§ What this task involves: Exactly repeat the full listing that follows.

§ Data to process:
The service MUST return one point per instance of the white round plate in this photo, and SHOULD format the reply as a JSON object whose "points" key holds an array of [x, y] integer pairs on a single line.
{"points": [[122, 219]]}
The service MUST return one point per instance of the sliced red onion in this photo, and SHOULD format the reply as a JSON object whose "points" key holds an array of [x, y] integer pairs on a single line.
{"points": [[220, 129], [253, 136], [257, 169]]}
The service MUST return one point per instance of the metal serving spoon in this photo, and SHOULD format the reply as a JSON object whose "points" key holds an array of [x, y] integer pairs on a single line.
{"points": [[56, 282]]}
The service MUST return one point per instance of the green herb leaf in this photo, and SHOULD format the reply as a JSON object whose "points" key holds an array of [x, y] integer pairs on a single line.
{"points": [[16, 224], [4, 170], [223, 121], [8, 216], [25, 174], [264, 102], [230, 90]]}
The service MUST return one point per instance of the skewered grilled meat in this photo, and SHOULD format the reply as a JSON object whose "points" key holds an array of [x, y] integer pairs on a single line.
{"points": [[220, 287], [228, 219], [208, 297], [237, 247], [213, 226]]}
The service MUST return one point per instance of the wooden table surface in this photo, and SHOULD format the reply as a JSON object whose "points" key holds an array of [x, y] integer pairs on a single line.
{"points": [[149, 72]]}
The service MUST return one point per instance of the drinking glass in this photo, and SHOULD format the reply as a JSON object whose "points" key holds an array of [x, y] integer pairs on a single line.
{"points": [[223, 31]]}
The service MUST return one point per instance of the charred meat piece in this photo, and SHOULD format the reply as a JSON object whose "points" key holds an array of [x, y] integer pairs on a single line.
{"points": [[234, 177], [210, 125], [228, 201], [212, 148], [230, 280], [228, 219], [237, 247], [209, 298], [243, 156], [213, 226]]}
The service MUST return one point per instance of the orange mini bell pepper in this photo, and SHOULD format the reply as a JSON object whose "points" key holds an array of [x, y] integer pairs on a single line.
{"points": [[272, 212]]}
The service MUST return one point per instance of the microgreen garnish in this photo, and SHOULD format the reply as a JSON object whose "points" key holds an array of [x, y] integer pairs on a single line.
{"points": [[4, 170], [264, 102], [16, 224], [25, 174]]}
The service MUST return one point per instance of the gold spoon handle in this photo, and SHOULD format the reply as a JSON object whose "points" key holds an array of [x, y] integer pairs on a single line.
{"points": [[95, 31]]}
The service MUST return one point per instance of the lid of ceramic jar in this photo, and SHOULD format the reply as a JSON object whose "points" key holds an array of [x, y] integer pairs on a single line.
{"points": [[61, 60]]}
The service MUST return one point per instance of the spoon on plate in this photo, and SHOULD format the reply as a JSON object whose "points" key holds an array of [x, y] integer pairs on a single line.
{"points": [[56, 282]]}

§ Answer to this exercise:
The service MUST return one point per instance of the white round plate in this photo, and SHOULD format the reply as a JSON object whose "points" key holds an array of [x, y] integer pairs on a single line.
{"points": [[122, 219]]}
The service MUST return one point per instance of the sliced red onion in this photo, and SHOULD format the reply as a JSON object whose "points" key holds an array of [x, y] integer pairs on a single line.
{"points": [[220, 129], [253, 136], [257, 169]]}
The service MUST return one point per instance of the metal serving spoon in this photo, and SHOULD format the reply as a JSON object whose "points" key holds an array of [x, y] integer pairs on a single line.
{"points": [[56, 282]]}
The service MUST return one point per instance of the green herb leaf in this photo, and SHOULD format the reply as a JSON object whose "points" key holds an array of [x, y] integer pairs on a single line.
{"points": [[16, 224], [4, 170], [223, 121], [8, 216], [25, 174], [264, 102], [230, 90]]}
The service MUST return one point per instance of the skewered grilled meat in this photo, and SHOULD format the reply as a JSON object whose "points" key holds an array of [x, y] integer pairs on a single line.
{"points": [[220, 287], [228, 219], [208, 297], [237, 247], [213, 226]]}
The service MUST return one point per instance of the wooden table surface in this photo, and SHOULD format the reply as a JSON object whose "points" key holds an array of [x, y] integer pairs on a single line.
{"points": [[149, 72]]}
The service MUST return one point per instance of the drinking glass in this photo, and SHOULD format the reply as a JSON object whose "points" key holds an array of [x, y] integer pairs on a single line.
{"points": [[223, 31]]}
The service MUST return one point per instance of the charred meat piece in this photo, and SHOULD format the reply as a JSON object whose "points" key holds an array of [x, y] integer pairs on a single line.
{"points": [[234, 177], [210, 125], [228, 201], [212, 148], [230, 280], [228, 219], [237, 247], [209, 298], [243, 156], [213, 226]]}
The service MUST return one point per instance of the orange mini bell pepper in this photo, and SHOULD format the reply as a JSON object whose "points" key holds an array of [x, y] integer pairs on a single line.
{"points": [[272, 212]]}
The service MUST return one point per instance of the microgreen garnish in this photo, and SHOULD format the reply as a JSON object whose "points" key holds an array of [x, y] integer pairs on a single line.
{"points": [[4, 170], [264, 102], [16, 224], [25, 174]]}
The service MUST return one point per instance of the gold spoon handle in this photo, and SHOULD format the reply as a JSON object whose "points" key holds an array of [x, y] integer pairs on a single line.
{"points": [[95, 31]]}
The service MUST return one point per instance of the lid of ceramic jar in this photo, and SHOULD format the reply as a JSON object whose "points" key holds an array of [x, y] integer pairs on a single line.
{"points": [[61, 60]]}
The service MUST return one point per instance of the spoon on plate in this photo, and SHOULD format the reply as a JSON object whose "points" key holds an array of [x, y] integer pairs on a single line.
{"points": [[56, 282]]}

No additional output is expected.